* Excerpted text *
%%

# CA GLUE



## mhenry (Sep 18, 2011)

Would you guy's mind taking a few minute to give me a some pointers on filling voids with CA glue. 
My questions are;
1- What Brand 
2- When should it be applied
3- What makes a good applicator
4- Will it penetrate softer woods leaving a "stain"
5- Safe for use on stabilized woods
6- Can it be finished, buffed, polished.. etc

I am sure there are more questions I should ask so any further input is greatly appreciated.
Mike


----------



## kalaeb (Sep 18, 2011)

I have been using Gorilla glue 5 min clear epoxy. it does not shrink and polishes well.I usually mix it with some saw dust for color and unless there are large gaps, it is hard to detect.


----------



## PierreRodrigue (Sep 21, 2011)

Ca glues are quite simple. Application right out of the tube, apply after final shapeing, before finish sanding. As for brand, any model/hobby shop will carry a good glue. Zap A Gap is great, as is Hot Stuff. if you need it to penetrate to fill thin deep cracks, use a thin viscosity glue, for pits and holes, use a thicker glue. It won't stain, but will leave a shiny spot after buffing, if there is no other finish applied. It is safe for stabilized woods. polishes up like a mirror. Some use it for a total surface treatment, several thin coats then sanded in between applications, and buff.


----------



## mhenry (Sep 21, 2011)

PierreRodrigue said:


> Ca glues are quite simple. Application right out of the tube, apply after final shapeing, before finish sanding. As for brand, any model/hobby shop will carry a good glue. Zap A Gap is great, as is Hot Stuff. if you need it to penetrate to fill thin deep cracks, use a thin viscosity glue, for pits and holes, use a thicker glue. It won't stain, but will leave a shiny spot after buffing, if there is no other finish applied. It is safe for stabilized woods. polishes up like a mirror. Some use it for a total surface treatment, several thin coats then sanded in between applications, and buff.



Pierre,Thanks and Happy B-Day


----------



## SpikeC (Sep 21, 2011)

Just don't use a paper towel to apply. Fumes galore.


----------

%%

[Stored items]
%%

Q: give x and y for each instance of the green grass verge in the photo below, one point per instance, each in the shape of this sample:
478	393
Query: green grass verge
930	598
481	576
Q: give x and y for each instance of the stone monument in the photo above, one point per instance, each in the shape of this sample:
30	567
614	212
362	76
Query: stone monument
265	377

%%
%%

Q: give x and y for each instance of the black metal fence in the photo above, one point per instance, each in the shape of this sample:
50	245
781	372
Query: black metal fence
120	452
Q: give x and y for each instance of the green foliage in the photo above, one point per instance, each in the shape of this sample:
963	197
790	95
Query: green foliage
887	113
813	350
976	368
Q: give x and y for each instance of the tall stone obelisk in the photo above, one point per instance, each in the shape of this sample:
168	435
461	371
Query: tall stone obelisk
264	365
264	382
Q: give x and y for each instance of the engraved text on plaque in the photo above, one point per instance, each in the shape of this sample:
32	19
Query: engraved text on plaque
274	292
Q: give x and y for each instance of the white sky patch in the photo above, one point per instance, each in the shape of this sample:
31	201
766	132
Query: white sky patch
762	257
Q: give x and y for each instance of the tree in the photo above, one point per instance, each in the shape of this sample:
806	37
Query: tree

%%

According to the CA glue thread, what viscosity of glue should be used to fill thin, deep cracks? The stored items come from a separate source, not from the CA glue thread.

A thin viscosity glue.